JOBS:
**1)** According to the commentary on evidentiary privileges below, which rules of evidence have scholars shown to promote gender oppression? List them all.
**2)** In the commentary on evidentiary privileges below, which work by Foucault is quoted?

PAGE EXCERPT:
/---

The Rules of Evidence have been increasingly criticized for serving as a tool to maintain patriarchy and White supremacy. Scholars have shown how rules such as relevance, excited utterance, character for untruthfulness, rape shield, or credibility discounting promote gender oppression. Similarly, they have uncovered how unregulated evidence, character evidence, and prior convictions have contributed to the carceral state and racial and economic inequality. Recently, however, two articles have come out advocating that instead of abolishing or reforming rules, we adopt new ones, specifically a new privilege, in the realms of pregnancy termination (Aziz Z. Huq & Rebecca Wexler) and children’s rights (Nila Bala).

Huq and Wexler advocate for a privilege to shield abortion-relevant data from “warrants, subpoenas, court orders, and judicial proceedings” to counteract the elimination of a federal abortion right after Dobbs. Bala goes even further, arguing for creating a testimonial and confidential child-parent privilege including digital and written communications not only to protect minors and parents against gender-affirming care and abortion criminal prosecutions but also in any other criminal, juvenile, or civil context. In addition to its broader application, Bala’s proposal struck me the most because her justification for creating the rule rests on a privileging resistance framework. In The History of Sexuality, Foucault observed that “[w]here there is power, there is resistance, and yet, or rather consequently, this resistance is never in a position of exteriority in relation to power.” Bala’s forthcoming article greatly exemplifies this axiom.

She starts by recognizing that courts and scholars greatly disfavor privileges as the instrumental rationale to forego truth in favor of promoting privacy and relationships has been empirically disproven because most people are unaware of evidentiary privileges or misunderstand their scope and would share information regardless of the existence of the privilege. Consequently, scholars have argued that there is no reason to exclude this information from a trial.

Bala then turns to how women and children lacked judicial personhood and were considered property of the father/husband under coverture and how that was used to preclude women and children from testifying. As coverture disappeared, a spousal privilege emerged as a way to guarantee the interests of men. This privilege has been redefined and reinterpreted in an attempt to update it to our current goals of gender equality and purge it of its patriarchal character. The disappearance of coverture, however, did not bring a parent-child privilege (although it exists in a very limited form in a handful of states). Perhaps, as Bala aptly points out, the reason for it is that the United States continues to privilege marriage over other social relationships like child-parent and still treats children, in many respects, like parental property.

\---

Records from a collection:
/---

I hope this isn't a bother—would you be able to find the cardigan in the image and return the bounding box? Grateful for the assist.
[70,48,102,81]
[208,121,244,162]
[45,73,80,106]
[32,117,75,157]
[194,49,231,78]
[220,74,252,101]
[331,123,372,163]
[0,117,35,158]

\---

RESPONSE LIST:
**1)** Relevance, excited utterance, character for untruthfulness, rape shield, and credibility discounting.

**2)** The History of Sexuality